Coordinate annotation records

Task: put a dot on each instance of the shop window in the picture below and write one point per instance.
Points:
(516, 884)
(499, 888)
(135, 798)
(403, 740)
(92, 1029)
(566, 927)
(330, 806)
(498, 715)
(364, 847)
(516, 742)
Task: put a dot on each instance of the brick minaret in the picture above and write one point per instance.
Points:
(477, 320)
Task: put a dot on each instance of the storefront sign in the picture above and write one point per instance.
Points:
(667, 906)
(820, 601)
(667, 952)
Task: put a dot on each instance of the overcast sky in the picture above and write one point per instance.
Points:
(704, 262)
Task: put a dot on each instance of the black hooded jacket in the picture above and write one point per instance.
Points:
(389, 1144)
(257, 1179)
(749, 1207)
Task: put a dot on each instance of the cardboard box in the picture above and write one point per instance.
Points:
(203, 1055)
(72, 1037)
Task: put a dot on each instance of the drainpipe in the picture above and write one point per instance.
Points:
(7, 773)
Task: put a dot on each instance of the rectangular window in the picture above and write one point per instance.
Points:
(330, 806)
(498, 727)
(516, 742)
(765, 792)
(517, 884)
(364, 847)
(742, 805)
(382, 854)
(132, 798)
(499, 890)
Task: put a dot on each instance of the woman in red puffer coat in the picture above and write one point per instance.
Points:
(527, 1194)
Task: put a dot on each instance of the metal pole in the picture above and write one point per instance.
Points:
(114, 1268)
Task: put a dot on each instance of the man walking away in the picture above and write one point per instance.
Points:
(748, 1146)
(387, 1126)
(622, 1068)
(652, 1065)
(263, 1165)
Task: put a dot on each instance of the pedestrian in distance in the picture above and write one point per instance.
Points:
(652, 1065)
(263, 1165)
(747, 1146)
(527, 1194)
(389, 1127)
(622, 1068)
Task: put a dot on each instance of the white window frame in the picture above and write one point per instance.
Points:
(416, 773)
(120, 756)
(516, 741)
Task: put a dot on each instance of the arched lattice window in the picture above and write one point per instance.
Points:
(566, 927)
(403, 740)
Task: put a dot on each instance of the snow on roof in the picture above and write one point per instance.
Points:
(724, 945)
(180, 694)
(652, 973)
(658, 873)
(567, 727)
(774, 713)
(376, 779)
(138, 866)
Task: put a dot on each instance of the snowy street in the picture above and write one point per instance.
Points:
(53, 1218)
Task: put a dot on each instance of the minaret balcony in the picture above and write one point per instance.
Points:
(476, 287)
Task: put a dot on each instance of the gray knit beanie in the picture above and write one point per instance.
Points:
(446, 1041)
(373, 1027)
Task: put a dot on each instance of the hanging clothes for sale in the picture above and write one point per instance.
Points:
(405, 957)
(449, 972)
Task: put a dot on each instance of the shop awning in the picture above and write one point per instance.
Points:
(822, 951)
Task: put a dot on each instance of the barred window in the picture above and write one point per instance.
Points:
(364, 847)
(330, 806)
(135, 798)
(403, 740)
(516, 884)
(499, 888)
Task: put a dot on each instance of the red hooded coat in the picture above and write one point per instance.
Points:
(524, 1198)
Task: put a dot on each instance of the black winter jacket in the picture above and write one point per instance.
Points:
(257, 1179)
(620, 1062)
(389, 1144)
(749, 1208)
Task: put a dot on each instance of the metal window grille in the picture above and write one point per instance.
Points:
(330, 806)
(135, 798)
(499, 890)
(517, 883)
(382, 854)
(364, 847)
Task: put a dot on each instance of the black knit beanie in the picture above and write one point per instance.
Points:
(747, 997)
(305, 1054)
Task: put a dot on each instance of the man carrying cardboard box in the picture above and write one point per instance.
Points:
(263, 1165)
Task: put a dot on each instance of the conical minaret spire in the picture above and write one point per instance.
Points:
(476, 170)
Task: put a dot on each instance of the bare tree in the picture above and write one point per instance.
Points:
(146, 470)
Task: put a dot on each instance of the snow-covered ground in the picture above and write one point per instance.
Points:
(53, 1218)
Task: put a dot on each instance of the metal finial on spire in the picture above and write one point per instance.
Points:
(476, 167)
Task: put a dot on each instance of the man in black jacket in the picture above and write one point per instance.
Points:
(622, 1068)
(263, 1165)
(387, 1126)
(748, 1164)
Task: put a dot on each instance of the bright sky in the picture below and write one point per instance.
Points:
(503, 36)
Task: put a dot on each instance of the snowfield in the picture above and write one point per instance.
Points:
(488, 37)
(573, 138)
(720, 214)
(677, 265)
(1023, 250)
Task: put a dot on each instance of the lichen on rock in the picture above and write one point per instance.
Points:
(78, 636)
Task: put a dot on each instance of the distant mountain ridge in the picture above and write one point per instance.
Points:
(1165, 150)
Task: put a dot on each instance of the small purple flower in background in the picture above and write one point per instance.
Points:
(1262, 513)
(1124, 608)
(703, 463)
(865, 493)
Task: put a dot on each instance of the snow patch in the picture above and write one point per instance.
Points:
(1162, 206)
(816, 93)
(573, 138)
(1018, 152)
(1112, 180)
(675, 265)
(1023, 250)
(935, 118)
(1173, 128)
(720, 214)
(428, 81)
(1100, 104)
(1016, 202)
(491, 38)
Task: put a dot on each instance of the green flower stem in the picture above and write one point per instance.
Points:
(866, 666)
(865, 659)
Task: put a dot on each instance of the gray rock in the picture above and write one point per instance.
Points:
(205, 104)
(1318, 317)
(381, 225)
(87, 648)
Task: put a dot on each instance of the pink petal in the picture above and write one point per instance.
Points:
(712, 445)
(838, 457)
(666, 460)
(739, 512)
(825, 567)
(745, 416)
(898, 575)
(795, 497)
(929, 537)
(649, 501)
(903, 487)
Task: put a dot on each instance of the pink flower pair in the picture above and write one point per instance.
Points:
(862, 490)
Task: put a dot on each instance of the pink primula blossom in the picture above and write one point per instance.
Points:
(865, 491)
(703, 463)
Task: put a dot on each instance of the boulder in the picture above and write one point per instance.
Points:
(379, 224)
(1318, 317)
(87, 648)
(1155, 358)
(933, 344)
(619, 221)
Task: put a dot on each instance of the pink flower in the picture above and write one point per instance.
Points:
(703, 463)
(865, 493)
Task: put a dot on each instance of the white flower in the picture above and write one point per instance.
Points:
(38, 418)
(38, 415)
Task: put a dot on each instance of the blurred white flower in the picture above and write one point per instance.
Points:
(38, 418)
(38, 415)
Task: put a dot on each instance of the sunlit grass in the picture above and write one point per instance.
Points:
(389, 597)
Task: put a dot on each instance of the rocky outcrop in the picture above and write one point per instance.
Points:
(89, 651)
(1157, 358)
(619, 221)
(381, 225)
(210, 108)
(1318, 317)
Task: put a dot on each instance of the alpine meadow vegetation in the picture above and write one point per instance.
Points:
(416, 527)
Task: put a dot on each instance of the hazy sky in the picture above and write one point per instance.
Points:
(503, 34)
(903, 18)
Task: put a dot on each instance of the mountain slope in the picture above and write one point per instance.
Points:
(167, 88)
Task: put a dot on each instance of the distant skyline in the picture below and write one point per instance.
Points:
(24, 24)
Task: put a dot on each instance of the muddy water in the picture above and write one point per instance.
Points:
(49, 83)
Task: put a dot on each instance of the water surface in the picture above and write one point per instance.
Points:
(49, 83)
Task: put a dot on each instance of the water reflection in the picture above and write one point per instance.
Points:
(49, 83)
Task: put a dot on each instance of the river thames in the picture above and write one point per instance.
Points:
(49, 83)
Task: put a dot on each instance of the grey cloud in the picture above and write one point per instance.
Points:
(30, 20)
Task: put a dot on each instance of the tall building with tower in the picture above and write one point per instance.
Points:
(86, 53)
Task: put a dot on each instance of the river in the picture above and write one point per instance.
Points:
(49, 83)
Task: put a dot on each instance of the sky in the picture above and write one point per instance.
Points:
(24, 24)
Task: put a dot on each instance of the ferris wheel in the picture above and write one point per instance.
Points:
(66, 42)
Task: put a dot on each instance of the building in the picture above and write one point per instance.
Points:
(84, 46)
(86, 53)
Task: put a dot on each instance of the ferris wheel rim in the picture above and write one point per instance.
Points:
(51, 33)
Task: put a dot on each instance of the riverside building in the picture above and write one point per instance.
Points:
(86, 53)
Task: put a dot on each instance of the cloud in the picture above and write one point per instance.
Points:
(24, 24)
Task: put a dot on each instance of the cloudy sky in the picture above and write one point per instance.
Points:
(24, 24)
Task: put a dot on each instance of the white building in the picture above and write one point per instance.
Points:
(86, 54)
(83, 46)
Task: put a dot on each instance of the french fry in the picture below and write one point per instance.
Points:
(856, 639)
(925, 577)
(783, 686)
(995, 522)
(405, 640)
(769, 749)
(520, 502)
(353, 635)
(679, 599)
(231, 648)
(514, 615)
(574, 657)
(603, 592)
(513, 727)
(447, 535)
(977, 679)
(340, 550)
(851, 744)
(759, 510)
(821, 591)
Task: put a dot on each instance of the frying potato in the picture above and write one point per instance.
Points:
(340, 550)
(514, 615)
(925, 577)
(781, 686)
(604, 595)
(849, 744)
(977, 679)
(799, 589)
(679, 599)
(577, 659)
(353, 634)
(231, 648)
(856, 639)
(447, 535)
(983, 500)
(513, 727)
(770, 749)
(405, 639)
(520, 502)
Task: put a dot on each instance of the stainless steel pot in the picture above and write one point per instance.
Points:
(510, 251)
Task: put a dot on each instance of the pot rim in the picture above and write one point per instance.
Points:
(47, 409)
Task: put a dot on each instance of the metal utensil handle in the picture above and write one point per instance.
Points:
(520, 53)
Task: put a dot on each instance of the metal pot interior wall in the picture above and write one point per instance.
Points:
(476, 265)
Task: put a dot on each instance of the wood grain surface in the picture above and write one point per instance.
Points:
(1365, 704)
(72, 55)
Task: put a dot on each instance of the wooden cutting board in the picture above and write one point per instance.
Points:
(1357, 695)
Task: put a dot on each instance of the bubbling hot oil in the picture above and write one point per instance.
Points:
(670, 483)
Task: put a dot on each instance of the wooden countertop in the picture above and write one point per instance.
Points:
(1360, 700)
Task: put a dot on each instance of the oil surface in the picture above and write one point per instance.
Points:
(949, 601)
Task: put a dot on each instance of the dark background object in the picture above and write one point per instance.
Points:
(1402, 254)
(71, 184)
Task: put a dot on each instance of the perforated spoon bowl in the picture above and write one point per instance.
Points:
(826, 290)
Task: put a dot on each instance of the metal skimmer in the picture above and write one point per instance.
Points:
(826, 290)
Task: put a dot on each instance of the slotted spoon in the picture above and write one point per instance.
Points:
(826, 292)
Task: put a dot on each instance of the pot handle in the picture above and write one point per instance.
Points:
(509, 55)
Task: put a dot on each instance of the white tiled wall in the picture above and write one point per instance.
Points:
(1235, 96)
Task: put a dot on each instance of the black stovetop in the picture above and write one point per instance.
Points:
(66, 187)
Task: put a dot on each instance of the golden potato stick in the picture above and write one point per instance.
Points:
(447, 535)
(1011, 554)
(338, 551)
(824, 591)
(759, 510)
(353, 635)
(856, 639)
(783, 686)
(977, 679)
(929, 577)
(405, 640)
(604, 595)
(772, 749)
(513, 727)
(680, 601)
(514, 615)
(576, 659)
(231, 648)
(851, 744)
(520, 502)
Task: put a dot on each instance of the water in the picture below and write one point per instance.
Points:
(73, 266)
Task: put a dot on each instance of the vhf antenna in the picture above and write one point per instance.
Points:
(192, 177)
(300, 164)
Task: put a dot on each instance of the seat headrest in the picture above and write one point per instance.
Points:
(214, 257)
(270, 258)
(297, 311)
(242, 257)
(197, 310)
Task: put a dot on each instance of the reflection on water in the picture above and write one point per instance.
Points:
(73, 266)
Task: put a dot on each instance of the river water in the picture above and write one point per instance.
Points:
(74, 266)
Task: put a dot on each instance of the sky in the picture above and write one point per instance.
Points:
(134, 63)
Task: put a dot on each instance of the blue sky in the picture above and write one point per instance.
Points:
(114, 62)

▶ _Problem statement_
Rewrite the stretch of the records from the line containing "Task: put a dot on each instance of the barred" through the line containing "(524, 1198)", both included, keeping the requests and multiplying every coordinate in the answers by 2.3. Round each result to a whole number, with halves going up.

▶ _Result of this exercise_
Task: put a dot on each instance of the barred window in the picture above and write one point per instance.
Points:
(837, 1948)
(759, 1854)
(311, 1835)
(927, 1702)
(1187, 2033)
(1148, 2042)
Task: put a dot on each instance of the red hooded coat in the picture above and write one point per instance.
Points:
(1205, 2755)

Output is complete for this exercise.